Exclude any images and output the remaining records exactly.

[BEGIN SUPPLIED DATA]

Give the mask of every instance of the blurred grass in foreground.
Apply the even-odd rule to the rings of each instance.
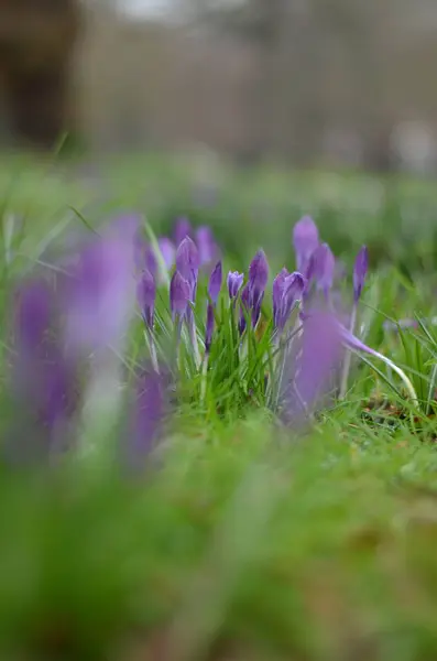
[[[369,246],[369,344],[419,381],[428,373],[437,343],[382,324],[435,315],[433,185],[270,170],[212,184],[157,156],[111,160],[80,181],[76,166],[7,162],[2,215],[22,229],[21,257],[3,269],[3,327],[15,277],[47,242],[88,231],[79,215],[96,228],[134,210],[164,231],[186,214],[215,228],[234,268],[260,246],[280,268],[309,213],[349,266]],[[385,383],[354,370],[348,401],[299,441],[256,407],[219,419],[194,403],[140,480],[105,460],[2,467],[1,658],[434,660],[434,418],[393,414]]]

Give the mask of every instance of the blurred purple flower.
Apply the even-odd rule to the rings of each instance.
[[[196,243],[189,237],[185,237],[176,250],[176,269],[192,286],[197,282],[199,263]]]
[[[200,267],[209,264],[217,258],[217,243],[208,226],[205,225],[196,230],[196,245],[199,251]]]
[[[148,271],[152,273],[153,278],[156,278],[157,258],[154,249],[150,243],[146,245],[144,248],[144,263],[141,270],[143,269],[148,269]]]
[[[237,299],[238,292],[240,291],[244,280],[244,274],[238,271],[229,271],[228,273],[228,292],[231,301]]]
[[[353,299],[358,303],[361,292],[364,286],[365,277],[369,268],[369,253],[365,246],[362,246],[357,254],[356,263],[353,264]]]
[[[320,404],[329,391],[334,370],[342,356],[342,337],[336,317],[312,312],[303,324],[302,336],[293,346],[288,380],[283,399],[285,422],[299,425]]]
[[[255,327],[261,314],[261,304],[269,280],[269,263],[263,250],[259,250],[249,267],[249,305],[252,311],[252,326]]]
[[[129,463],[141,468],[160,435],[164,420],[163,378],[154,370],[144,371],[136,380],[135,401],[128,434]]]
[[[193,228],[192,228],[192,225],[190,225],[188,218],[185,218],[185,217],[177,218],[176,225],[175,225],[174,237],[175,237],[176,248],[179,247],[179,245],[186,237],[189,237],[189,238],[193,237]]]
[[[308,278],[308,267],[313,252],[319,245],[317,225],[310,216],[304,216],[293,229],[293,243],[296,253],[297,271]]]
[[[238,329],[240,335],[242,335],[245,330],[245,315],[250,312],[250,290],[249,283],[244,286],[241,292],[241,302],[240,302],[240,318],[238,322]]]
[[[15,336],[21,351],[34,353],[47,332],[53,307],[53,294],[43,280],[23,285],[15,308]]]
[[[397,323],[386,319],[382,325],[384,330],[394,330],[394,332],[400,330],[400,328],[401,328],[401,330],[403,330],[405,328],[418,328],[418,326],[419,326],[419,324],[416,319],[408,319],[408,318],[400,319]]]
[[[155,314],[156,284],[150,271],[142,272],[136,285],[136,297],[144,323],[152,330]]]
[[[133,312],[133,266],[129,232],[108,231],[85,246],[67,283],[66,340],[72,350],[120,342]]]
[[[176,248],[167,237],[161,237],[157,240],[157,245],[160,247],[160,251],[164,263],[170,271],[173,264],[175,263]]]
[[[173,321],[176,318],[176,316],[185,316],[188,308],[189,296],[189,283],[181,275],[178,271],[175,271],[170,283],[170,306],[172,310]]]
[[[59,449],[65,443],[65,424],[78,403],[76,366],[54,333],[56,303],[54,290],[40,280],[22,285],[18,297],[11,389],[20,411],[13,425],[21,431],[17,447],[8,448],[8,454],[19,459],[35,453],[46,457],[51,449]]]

[END SUPPLIED DATA]

• _EXERCISE SOLUTION_:
Give the mask of every instance of the blurred grass in foreground.
Apply the even-odd rule to the rings of each instance.
[[[369,246],[369,344],[419,381],[428,373],[437,343],[382,324],[435,315],[433,185],[270,170],[212,184],[157,156],[111,160],[80,181],[76,166],[7,162],[2,215],[22,229],[21,257],[3,269],[3,327],[15,277],[47,242],[88,231],[79,215],[96,228],[134,210],[164,231],[186,214],[215,228],[234,268],[260,246],[280,268],[309,213],[349,266]],[[385,383],[354,370],[348,401],[299,441],[256,407],[219,419],[194,403],[140,480],[105,460],[2,467],[1,658],[434,660],[434,418],[393,414]]]

Give the mask of every instance of the blurred purple flower.
Apply the even-odd rule to the rings of each instance.
[[[196,243],[189,237],[185,237],[176,250],[176,269],[192,286],[197,282],[199,263]]]
[[[200,267],[209,264],[217,258],[217,243],[208,226],[205,225],[196,230],[196,245],[199,251]]]
[[[148,271],[152,273],[153,278],[156,278],[157,258],[154,249],[150,243],[146,245],[144,248],[144,263],[141,270],[143,269],[148,269]]]
[[[237,299],[238,292],[240,291],[244,280],[244,274],[238,271],[229,271],[228,273],[228,292],[231,301]]]
[[[353,299],[358,303],[361,292],[364,286],[365,277],[369,268],[369,253],[365,246],[362,246],[357,254],[356,263],[353,264]]]
[[[320,404],[329,391],[334,370],[342,356],[342,337],[336,317],[312,312],[303,324],[302,336],[293,346],[288,380],[283,399],[285,422],[299,425]]]
[[[255,327],[261,314],[261,304],[269,280],[269,263],[263,250],[259,250],[249,267],[249,305],[252,311],[252,326]]]
[[[129,463],[141,468],[160,435],[164,420],[163,378],[154,370],[144,371],[136,380],[135,401],[128,434]]]
[[[193,228],[192,228],[192,225],[190,225],[188,218],[185,218],[185,217],[177,218],[176,225],[175,225],[174,237],[175,237],[176,248],[179,247],[179,245],[186,237],[189,237],[189,238],[193,237]]]
[[[308,278],[308,267],[313,252],[319,245],[317,225],[310,216],[304,216],[293,229],[293,243],[296,253],[297,271]]]
[[[238,329],[240,335],[242,335],[245,330],[245,315],[250,312],[250,290],[249,283],[244,286],[241,292],[241,302],[240,302],[240,318],[238,322]]]
[[[15,336],[21,351],[34,353],[47,332],[53,307],[53,294],[43,280],[23,285],[15,308]]]
[[[397,323],[386,319],[382,325],[384,330],[394,330],[394,332],[400,330],[400,328],[401,328],[401,330],[403,330],[405,328],[418,328],[418,326],[419,326],[419,324],[416,319],[408,319],[408,318],[400,319]]]
[[[155,314],[156,284],[150,271],[142,272],[136,285],[136,297],[144,323],[152,330]]]
[[[133,312],[133,266],[129,232],[108,231],[85,246],[67,283],[66,340],[72,350],[120,342]]]
[[[176,248],[167,237],[161,237],[157,240],[157,245],[160,247],[160,251],[164,263],[170,271],[173,264],[175,263]]]
[[[173,321],[176,318],[176,316],[185,316],[188,308],[189,296],[189,283],[181,275],[178,271],[175,271],[170,283],[170,306],[172,310]]]
[[[59,449],[65,443],[65,424],[78,403],[76,366],[54,333],[56,303],[54,290],[40,280],[22,285],[18,297],[11,389],[20,411],[13,425],[21,431],[17,447],[8,448],[8,454],[19,459],[35,453],[46,457],[51,449]]]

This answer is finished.